Text block ▸
┏━━

I've happily been able to return to machine-kneaded doughs; my loving Dad fixed my not-so-old stand mixer by replacing gears and grease, when I was certain that my mixer was heading for a landfill .  I've had it back for two months already, and have been afraid to use it...  It works just great, and I hope that it will now withstand some workouts.  (Though, I'm overly careful, and unlikely to be baking any bagels any time soon.)

windowpaning

Rye flour contains far less gluten than wheat, but yet the dough seemed to reach the "windowpaning stage" faster than traditional, all-wheat breads I've made.  From the photo, you can see that the gluten hasn't quite developed at this stage.  Two minutes later, it stretched thin and without breaking into holes.  It was a lovely dough, and it felt good to have a traditionally kneaded dough in my kitchen after so many months of merely "folding" high-hydration doughs.  Even though (with kneaded doughs) I let my mixer do the bulk of the work to save my hands where I can, I never resist the pleasure of a minute or two of quality "counter time" with a dough!

┗━━

Resume the bread-baking text above about kneading rye dough, picking up after its last sentence. The listing after this comes from a separate source.

Provided information ▸

┏━━

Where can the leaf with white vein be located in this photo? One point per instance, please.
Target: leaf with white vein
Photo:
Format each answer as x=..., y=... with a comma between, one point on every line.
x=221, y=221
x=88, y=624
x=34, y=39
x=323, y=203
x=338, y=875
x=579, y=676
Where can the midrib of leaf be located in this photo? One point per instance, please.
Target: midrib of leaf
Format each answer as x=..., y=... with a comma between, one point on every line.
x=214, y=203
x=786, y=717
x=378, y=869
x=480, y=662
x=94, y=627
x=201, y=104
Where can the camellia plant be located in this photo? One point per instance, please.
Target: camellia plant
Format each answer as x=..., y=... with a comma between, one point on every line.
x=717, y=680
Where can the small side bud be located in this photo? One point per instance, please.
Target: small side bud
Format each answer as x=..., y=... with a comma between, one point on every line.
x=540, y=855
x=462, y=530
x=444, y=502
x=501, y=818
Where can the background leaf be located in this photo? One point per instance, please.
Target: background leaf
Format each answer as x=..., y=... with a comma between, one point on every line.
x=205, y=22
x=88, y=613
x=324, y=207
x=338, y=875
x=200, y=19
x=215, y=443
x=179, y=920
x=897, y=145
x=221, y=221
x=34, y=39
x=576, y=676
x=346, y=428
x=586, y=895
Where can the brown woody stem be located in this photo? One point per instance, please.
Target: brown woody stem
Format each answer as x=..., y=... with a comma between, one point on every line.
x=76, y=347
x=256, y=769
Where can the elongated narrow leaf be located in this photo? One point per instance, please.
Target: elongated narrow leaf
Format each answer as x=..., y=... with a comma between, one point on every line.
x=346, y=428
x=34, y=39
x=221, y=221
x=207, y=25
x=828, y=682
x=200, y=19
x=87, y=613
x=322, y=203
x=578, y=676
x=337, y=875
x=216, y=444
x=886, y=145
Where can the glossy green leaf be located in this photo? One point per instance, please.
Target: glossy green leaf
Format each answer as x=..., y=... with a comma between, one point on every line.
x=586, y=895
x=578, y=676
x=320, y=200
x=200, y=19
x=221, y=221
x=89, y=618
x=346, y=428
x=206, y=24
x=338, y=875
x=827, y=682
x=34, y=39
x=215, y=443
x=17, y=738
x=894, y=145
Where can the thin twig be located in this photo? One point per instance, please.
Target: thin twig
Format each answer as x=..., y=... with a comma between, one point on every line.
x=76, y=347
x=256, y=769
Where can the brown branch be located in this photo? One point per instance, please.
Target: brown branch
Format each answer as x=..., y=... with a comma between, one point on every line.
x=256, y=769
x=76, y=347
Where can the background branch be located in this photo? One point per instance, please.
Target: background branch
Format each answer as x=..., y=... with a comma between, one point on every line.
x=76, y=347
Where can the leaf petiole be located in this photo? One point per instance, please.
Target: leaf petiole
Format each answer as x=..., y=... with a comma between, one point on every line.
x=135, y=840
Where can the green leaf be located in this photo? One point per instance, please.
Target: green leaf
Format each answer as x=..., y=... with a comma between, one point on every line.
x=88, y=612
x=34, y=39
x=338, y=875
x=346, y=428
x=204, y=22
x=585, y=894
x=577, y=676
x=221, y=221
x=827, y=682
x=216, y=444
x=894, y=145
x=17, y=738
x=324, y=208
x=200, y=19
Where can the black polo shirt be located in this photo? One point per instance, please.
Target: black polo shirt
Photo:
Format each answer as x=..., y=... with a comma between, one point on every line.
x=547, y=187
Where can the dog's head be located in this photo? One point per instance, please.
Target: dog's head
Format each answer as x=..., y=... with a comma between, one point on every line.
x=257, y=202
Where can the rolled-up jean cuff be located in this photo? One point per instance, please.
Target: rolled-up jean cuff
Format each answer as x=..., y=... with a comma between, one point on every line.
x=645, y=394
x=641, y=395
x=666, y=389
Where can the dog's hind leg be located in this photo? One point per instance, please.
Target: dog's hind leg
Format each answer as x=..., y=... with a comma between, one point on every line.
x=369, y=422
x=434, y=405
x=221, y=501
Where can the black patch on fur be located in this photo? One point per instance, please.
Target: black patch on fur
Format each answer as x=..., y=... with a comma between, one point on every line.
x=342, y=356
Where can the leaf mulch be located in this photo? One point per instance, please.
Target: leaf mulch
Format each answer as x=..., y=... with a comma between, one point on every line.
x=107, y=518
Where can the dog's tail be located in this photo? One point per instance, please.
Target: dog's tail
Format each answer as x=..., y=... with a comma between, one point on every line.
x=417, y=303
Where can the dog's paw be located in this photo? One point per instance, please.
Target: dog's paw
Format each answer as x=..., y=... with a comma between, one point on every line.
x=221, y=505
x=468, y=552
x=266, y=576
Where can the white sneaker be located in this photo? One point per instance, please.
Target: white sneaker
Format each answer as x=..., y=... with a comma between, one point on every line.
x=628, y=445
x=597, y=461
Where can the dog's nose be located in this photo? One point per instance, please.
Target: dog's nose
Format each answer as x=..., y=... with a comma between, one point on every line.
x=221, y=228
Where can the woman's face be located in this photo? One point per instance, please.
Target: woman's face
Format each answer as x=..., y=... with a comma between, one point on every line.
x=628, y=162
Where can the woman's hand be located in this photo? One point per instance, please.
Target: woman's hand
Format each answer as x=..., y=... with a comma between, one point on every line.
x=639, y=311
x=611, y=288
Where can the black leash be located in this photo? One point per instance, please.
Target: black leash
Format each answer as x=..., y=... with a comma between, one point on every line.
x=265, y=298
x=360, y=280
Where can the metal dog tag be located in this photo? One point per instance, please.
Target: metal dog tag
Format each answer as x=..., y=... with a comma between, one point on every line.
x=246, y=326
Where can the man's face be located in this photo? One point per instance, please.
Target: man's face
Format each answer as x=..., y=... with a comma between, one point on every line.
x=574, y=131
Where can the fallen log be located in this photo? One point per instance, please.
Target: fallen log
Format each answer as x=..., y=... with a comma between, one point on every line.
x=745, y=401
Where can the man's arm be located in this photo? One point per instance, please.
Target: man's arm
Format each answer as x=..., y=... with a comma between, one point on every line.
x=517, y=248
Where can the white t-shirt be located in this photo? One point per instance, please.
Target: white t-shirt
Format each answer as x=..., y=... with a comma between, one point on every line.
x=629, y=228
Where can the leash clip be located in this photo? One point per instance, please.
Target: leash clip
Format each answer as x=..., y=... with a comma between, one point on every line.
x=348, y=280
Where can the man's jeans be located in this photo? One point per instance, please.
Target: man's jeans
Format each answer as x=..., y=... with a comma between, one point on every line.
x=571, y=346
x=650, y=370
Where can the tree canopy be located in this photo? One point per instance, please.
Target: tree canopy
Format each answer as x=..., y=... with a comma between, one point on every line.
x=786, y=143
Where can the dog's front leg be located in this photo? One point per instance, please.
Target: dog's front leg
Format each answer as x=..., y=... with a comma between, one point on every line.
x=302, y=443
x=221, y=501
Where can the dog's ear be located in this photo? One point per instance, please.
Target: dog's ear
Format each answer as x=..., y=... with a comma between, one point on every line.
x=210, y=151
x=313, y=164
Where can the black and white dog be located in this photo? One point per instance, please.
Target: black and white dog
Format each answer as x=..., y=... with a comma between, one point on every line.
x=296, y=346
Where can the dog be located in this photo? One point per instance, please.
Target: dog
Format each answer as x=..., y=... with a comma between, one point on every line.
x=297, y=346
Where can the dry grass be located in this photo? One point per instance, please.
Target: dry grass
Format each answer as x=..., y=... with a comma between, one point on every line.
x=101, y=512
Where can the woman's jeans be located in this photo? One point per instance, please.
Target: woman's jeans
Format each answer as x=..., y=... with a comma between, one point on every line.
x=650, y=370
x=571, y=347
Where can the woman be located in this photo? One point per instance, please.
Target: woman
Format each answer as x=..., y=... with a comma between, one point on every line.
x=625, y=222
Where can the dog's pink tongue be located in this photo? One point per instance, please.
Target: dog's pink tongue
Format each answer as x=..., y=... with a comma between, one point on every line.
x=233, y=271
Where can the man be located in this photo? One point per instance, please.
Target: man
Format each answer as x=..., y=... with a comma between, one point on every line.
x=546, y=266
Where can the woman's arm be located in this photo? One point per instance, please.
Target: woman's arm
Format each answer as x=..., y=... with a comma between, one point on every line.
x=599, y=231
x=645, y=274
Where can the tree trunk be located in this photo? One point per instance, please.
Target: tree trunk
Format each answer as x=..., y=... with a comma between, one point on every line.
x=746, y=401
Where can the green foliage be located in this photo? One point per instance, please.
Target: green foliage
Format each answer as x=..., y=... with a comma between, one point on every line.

┗━━

Solved problem ▸
I formed the dough into two loaves:  one round and one oblong.  I have a proper brotform for the round loaf, but improvised another small basket for use as an oval support.  The breads rose much more than I anticipated after they were formed, risen, and then retarded overnight.  The round loaf must have been better formed, since it didn't appear overproofed when I scored it.  The oblong loaf deflated and had an almost tough "skin" that made pretty patterns impossible.  I used Chad Robertson's 50-50 mix of rice and wheat flours to dust the bread cloths thoroughly, though I might not have needed a cloth at all in my brotform that is well-seasoned.

I brought them out of the fridge, and let them sit at room temp for about a half hour as the oven heated.  Unlike Reinhart, I baked them both in covered iron pots - the oblong one just barely squeaking in, thus its rather homely looking appearance.  I heated them to 500, then dropped the heat to 450 just after popping them in.  I uncovered them after 15 minutes, and baked about 20 minutes longer.

pain au méteil

But like their related Human Beings, no matter what they looked like, it was what was inside that mattered.  Gentle, small holes, with a slightly more regular pattern than the breads I've been used making lately.  The crust was thin, brittle, and easy to chew; the texture of a slice had enough resistance to be interesting without being boring.  I ate the heel, plain without adornment, amazed that wild yeast produces such amazements with such a little help from me.

pain au méteil

Returning to a well-loved bread book after so many months away felt unnaturally calming.  I remembered immediately why it is one of my favorites, and one that produces excellent results, even if my results are most definitely different than those described in black and white.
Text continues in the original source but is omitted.